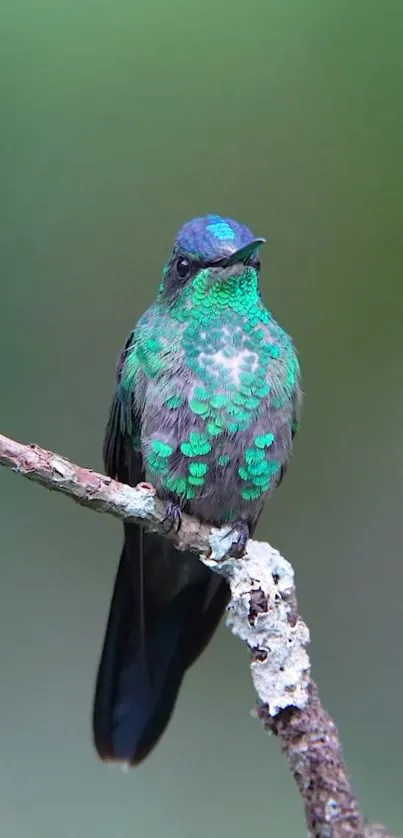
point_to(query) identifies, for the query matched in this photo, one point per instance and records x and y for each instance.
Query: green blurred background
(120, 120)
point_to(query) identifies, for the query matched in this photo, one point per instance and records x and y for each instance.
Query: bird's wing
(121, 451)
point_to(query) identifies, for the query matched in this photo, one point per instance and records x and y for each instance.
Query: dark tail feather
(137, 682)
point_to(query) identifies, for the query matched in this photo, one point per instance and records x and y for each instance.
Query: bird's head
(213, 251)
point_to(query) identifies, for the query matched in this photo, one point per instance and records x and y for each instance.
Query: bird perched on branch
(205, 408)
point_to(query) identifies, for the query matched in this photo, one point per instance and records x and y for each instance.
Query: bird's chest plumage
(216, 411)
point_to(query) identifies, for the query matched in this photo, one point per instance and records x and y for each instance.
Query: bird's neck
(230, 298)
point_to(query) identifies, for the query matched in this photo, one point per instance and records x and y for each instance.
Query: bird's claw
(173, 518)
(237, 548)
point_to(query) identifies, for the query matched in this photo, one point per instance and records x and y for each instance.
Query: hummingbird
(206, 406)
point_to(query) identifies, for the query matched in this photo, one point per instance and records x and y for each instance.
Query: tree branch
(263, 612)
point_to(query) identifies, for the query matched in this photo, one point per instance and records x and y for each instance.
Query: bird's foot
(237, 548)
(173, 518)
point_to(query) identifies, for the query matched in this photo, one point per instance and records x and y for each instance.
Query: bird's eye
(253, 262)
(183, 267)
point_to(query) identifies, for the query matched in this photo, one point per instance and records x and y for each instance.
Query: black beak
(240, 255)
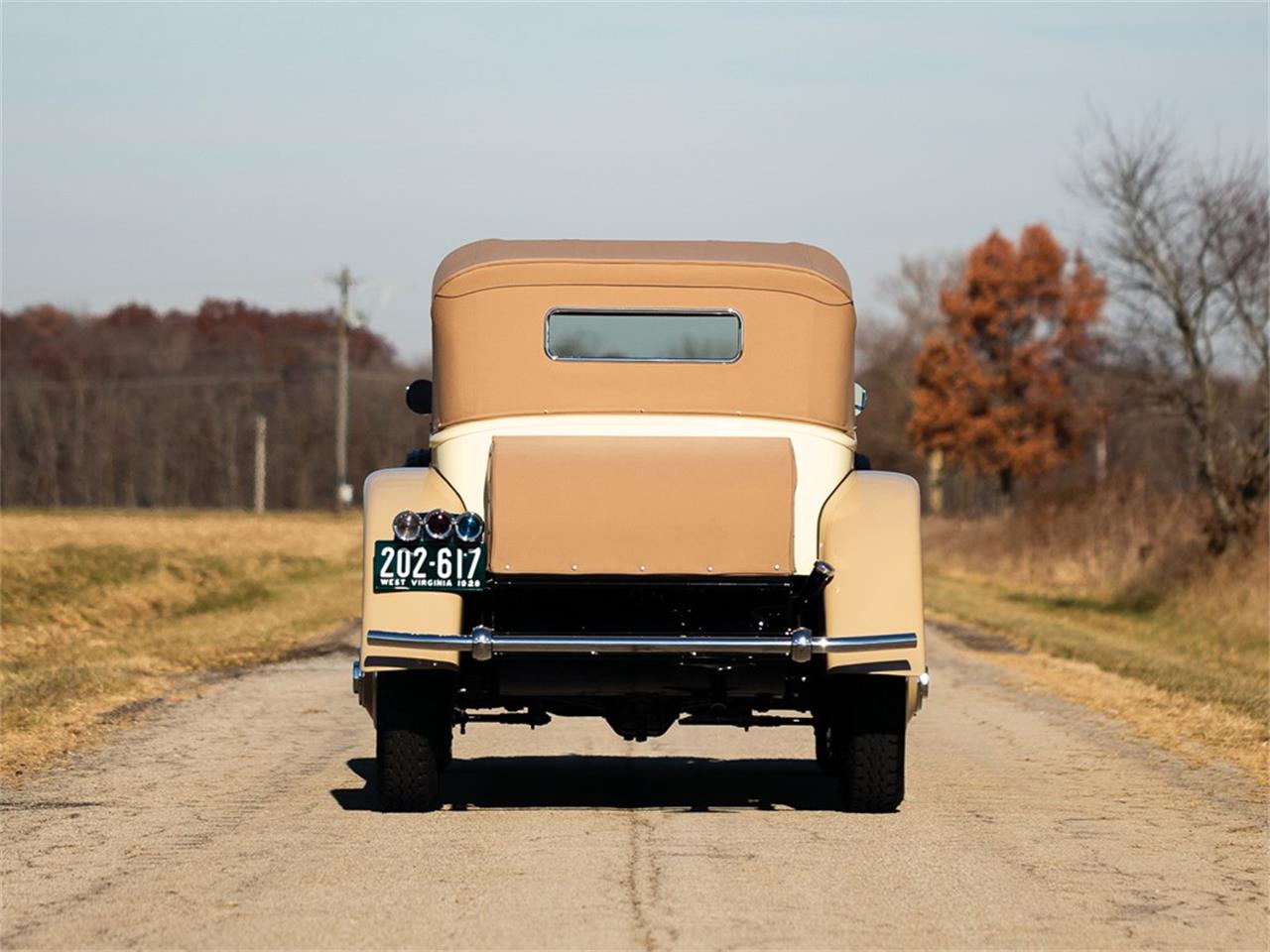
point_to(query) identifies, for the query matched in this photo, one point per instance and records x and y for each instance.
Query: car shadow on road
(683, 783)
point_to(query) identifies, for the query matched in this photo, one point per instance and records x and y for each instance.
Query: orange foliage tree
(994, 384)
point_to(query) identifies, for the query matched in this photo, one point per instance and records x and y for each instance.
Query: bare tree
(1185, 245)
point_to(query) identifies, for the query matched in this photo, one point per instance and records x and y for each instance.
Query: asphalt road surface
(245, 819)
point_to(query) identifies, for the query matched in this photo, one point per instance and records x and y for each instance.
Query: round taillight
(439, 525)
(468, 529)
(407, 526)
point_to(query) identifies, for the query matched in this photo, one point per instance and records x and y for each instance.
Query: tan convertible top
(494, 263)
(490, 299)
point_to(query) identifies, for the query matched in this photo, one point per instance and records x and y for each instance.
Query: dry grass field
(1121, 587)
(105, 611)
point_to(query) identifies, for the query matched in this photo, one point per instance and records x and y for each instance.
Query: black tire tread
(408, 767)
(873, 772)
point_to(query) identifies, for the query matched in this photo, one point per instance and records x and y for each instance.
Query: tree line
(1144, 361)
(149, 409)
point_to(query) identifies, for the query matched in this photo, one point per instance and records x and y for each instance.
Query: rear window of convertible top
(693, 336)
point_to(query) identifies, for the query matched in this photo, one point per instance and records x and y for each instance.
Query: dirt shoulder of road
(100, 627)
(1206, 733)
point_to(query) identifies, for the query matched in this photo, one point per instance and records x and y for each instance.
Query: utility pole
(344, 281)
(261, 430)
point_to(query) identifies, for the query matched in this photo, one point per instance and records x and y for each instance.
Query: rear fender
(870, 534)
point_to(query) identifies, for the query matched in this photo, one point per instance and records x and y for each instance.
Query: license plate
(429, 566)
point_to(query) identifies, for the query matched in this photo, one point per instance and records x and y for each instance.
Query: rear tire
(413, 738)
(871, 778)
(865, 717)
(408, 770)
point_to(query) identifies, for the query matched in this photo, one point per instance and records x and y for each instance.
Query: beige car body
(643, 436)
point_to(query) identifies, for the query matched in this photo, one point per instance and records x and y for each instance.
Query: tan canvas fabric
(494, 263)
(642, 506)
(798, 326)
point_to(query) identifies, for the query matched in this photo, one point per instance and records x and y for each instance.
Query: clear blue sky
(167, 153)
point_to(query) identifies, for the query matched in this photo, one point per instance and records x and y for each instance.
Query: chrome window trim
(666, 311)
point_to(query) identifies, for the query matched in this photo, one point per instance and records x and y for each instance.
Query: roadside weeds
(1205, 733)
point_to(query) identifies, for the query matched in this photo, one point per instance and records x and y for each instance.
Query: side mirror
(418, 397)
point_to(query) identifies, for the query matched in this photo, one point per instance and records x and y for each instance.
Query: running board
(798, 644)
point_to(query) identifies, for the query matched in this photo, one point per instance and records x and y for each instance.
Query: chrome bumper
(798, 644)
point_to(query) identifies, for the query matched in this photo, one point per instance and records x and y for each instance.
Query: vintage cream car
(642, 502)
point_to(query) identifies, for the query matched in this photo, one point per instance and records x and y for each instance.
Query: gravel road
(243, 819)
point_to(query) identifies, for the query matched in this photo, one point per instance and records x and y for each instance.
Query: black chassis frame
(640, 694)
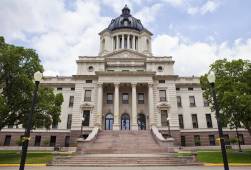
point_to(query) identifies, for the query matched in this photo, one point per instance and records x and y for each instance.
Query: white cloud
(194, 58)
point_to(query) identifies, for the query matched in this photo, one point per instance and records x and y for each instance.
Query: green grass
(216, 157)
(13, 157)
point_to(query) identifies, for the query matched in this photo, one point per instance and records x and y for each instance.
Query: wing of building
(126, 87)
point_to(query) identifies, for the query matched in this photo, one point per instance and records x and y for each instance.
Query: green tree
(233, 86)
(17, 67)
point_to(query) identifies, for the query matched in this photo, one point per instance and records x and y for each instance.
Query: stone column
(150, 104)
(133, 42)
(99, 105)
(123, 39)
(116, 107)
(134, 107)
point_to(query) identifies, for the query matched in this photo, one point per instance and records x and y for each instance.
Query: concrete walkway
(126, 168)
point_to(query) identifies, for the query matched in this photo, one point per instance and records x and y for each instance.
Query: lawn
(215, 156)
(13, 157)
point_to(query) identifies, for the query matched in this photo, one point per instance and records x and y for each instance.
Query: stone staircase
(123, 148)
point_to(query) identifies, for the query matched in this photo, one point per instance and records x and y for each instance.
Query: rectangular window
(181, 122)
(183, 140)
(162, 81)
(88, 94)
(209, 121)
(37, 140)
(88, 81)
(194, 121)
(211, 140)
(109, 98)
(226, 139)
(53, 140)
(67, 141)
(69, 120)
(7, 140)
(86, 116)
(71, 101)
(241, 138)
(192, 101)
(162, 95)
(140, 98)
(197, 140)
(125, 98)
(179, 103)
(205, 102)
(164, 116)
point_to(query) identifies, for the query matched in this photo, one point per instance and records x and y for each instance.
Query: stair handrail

--

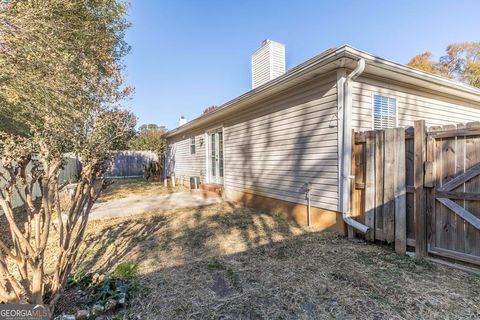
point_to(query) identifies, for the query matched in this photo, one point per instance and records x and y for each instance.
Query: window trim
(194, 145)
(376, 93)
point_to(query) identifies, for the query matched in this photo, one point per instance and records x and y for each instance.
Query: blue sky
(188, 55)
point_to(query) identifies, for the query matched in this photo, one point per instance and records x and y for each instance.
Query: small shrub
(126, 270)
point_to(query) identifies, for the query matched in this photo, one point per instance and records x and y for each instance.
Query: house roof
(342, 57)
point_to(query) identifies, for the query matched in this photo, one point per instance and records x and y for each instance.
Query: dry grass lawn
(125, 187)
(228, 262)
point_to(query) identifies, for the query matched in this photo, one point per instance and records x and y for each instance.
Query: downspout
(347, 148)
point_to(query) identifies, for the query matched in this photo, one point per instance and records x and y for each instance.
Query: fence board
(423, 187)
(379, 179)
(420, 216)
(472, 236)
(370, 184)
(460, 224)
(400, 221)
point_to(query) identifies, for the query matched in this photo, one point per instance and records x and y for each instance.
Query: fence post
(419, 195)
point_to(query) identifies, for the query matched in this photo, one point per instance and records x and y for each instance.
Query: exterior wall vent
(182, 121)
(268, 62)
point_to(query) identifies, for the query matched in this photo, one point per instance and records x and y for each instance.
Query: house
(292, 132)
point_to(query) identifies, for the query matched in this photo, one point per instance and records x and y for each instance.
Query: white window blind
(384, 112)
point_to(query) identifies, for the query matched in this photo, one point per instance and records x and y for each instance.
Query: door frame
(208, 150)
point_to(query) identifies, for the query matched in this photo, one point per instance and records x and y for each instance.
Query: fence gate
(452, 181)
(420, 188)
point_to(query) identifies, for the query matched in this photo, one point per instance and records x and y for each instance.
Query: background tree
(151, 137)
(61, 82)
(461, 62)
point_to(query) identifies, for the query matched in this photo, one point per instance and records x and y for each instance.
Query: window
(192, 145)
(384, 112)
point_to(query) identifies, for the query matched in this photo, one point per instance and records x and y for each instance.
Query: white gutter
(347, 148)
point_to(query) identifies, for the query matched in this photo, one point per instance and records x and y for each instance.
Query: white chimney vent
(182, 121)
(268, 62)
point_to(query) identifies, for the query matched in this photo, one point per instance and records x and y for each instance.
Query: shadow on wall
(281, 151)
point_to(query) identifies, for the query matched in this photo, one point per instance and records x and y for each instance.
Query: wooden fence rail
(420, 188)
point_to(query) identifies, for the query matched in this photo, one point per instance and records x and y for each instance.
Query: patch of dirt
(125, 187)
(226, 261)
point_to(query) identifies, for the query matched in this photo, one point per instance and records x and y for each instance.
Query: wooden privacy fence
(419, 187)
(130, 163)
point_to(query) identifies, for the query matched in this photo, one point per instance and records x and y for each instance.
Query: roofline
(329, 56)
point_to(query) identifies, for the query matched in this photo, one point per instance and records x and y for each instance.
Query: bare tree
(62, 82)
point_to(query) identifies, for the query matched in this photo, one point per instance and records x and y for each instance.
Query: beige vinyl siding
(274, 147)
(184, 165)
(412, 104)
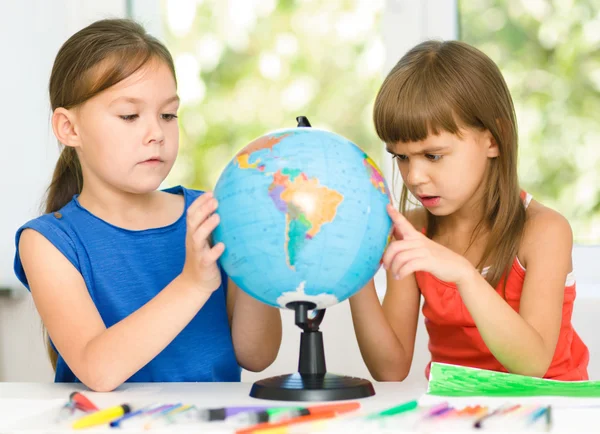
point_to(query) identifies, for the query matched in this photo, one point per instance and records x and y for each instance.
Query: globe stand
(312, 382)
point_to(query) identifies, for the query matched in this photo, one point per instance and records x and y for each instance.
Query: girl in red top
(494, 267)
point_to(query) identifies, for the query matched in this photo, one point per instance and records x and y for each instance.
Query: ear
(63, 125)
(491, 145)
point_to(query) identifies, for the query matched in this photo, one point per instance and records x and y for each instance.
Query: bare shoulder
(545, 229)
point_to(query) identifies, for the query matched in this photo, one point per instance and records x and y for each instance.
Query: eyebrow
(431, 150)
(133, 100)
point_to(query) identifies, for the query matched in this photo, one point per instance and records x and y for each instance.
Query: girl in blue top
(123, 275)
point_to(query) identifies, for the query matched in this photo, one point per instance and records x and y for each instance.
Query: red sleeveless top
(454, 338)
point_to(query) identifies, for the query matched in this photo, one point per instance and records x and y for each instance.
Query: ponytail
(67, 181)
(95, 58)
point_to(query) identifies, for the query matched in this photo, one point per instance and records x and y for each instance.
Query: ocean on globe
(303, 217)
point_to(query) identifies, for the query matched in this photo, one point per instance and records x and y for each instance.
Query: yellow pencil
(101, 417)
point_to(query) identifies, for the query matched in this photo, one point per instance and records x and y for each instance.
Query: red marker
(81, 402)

TASK INSTRUCTIONS: Look above for the line that contains "Query: green grass". Starting there, transcribe every line exactly until you have copied the line that contains "Query: stair handrail".

EXERCISE SOLUTION:
Query: green grass
(216, 157)
(13, 157)
point_to(query) identifies, for the query matched in this photo, one point per instance and records x and y for each instance.
Query: wing of building
(126, 87)
point_to(query) identifies, for the query matched in this photo, one point per instance and records x and y for each instance.
Query: green tree
(233, 86)
(17, 67)
point_to(query) identifies, for the query matched in this photo, one point per instance and records x and y for each instance.
Query: stone column
(150, 104)
(133, 42)
(99, 105)
(123, 39)
(116, 107)
(134, 107)
point_to(query) identifies, for the query matched in this photo, one point per instance and records x and y for each instance.
Query: concrete walkway
(126, 168)
point_to(query) identifies, for the query matched in this photo, one point per instance and records x and y for each instance.
Query: lawn
(215, 156)
(13, 157)
point_to(query) identifies, for the query matched in this photo, one point per instance and records x and y for each instance.
Query: stone staircase
(123, 148)
point_to(query) identifies, for the query matched in this photo, one point per instance and records x and y for each instance.
Query: rectangular window
(181, 122)
(183, 140)
(162, 81)
(88, 94)
(209, 121)
(37, 140)
(88, 81)
(194, 121)
(211, 140)
(109, 98)
(226, 139)
(53, 140)
(67, 141)
(69, 120)
(7, 140)
(86, 116)
(71, 101)
(241, 138)
(192, 101)
(162, 95)
(140, 98)
(197, 140)
(125, 98)
(179, 103)
(205, 102)
(164, 116)
point_to(query) identifies, for the query matched in this photo, one point per instance and records x and y for each instance.
Query: stair handrail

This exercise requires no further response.